_WHAT IS ASKED_
Continue the article on the S.E.S. album Be Ever Wonderful, picking up after the point where it stops.

Be Ever Wonderful is the third Japanese studio album by S.E.S. It was released on May 24, 2000 under VAP.

Singles
"Love" was the first single from the album and the group's sixth full Japanese single. It was released on April 21, 2000, and sold approximately 5,000 copies.

Track listing

 Love~ (4:12)
 Round & Round (4:15)
 Round & Round (Again And Again Mix) (4:15)
 Love~ (Instrumental) (4:12)

"The Aurora" was the second single from the album, and the group's overall "6.5" Japanese single. It was released July 21, 2000, and sold approximately 3,000 copies.

Track listing

 海のオーロラ (Single Version)
 海のオーロラ (Northern Lights Mix)
 海のオーロラ (Blizzard Mix)

_Dataset lines on where objects appear_
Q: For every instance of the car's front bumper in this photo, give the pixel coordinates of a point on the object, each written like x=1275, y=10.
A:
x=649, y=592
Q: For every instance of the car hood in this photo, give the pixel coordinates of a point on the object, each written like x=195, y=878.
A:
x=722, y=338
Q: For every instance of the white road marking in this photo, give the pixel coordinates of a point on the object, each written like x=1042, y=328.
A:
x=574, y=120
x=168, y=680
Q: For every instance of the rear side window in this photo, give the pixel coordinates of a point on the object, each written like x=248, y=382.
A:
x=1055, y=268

_TASK ANSWER_
 海のオーロラ (Instrumental)

Album track listing
 Brand New ★ World (3:52)
 Do & Be (4:02)
 A Song For You (4:31)
 W/O/U (4:43)
 Love~いつまでもオンジェ・カジナ~ (4:12)
 To: My Sweety Lover (3:48)
 海のオーロラ (5:14)
 Life -this is the power- (3:49)
 Miracle (4:01)
 Round & Round (4:09)
 Love~いつまでもオンジェ・カジナ~(GRASS ROOTS MIX) (4:07)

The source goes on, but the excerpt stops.